| Required action |
Word for word, restate each of the entries below, and drop every picture.

BEGIN Provided data

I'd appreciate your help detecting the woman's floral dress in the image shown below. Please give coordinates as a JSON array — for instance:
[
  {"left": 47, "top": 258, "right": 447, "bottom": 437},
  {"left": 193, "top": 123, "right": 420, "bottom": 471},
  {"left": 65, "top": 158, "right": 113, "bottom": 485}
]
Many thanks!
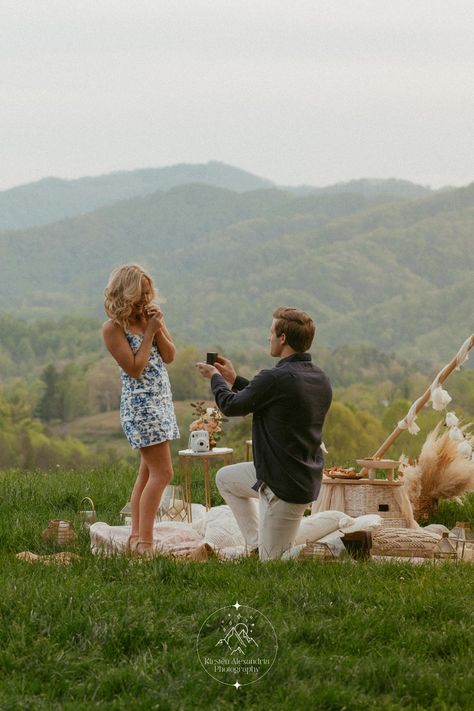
[{"left": 119, "top": 332, "right": 180, "bottom": 449}]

END Provided data

| Response |
I'd appreciate your help detecting the woman's floral dress in the image shown below. Please give coordinates as a JSON array — for instance:
[
  {"left": 47, "top": 258, "right": 447, "bottom": 437},
  {"left": 193, "top": 123, "right": 420, "bottom": 471},
  {"left": 65, "top": 158, "right": 113, "bottom": 485}
]
Many thanks!
[{"left": 119, "top": 332, "right": 180, "bottom": 449}]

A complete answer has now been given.